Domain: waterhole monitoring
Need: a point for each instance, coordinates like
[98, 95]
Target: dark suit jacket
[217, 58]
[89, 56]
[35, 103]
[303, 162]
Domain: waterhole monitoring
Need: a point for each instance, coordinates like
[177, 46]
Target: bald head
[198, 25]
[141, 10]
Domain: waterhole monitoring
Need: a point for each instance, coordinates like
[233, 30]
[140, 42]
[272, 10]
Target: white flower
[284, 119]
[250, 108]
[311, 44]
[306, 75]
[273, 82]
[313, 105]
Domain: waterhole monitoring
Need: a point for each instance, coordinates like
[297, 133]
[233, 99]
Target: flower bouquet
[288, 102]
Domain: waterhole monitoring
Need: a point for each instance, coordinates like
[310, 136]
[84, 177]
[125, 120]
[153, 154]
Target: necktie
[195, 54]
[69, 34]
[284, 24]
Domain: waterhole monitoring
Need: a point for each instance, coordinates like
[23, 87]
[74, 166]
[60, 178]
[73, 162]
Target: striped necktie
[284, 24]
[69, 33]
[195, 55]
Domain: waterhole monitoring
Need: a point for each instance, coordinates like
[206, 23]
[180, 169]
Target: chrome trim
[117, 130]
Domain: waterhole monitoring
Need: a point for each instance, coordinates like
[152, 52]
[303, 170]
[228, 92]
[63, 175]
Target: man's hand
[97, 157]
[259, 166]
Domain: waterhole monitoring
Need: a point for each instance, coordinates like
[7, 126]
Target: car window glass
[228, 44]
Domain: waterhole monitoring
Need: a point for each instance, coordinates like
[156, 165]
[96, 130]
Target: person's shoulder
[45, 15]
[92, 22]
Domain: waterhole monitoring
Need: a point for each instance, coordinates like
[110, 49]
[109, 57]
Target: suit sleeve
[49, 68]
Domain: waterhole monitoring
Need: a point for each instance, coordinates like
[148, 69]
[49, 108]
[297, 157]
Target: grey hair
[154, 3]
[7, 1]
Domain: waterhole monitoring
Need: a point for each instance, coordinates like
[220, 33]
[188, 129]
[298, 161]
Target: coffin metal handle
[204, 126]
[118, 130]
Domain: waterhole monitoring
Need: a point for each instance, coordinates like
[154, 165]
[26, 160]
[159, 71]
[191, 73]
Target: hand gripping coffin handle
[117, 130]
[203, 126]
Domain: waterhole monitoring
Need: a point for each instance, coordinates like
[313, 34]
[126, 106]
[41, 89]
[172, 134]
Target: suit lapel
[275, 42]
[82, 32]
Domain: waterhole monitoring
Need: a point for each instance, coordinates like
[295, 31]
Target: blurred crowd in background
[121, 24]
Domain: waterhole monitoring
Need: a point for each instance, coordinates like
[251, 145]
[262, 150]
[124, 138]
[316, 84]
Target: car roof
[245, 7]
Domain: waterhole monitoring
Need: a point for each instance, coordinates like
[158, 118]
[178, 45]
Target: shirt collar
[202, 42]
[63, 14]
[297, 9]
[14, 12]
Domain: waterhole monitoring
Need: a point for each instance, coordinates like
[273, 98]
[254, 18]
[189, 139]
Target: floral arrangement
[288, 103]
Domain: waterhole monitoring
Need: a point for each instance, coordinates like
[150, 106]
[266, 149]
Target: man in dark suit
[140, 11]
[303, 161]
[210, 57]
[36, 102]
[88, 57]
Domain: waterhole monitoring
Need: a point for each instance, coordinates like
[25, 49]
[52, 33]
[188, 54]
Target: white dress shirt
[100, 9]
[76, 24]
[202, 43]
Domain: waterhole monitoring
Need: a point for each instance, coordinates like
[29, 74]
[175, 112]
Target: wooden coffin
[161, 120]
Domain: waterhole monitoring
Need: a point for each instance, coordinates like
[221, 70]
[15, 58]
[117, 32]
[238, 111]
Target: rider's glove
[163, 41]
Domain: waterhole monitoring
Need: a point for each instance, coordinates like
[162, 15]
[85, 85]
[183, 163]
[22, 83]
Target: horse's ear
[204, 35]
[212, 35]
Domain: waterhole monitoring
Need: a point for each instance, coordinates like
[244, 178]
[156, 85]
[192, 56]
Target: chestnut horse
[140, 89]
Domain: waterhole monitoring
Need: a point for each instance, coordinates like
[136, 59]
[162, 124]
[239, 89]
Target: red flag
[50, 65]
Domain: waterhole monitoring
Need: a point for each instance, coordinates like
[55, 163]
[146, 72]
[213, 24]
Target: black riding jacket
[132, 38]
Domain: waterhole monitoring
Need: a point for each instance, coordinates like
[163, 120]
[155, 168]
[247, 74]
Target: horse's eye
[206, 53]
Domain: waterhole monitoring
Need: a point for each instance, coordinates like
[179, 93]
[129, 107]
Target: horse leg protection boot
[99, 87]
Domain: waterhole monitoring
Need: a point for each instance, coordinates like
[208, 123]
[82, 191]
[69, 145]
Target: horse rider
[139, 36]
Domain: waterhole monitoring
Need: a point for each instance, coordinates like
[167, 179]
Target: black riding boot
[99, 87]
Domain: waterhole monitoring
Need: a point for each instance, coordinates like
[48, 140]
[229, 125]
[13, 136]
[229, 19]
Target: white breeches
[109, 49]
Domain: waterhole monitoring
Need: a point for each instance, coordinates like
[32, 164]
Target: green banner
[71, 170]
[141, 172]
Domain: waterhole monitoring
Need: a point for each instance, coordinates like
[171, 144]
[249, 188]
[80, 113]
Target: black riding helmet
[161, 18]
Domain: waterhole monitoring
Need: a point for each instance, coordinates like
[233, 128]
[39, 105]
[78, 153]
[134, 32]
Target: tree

——

- _Exercise task_: Which lines of the records contain the string "rider", with case counting? List every such line in full.

- _Solution for this problem_:
Target: rider's glove
Target: horse rider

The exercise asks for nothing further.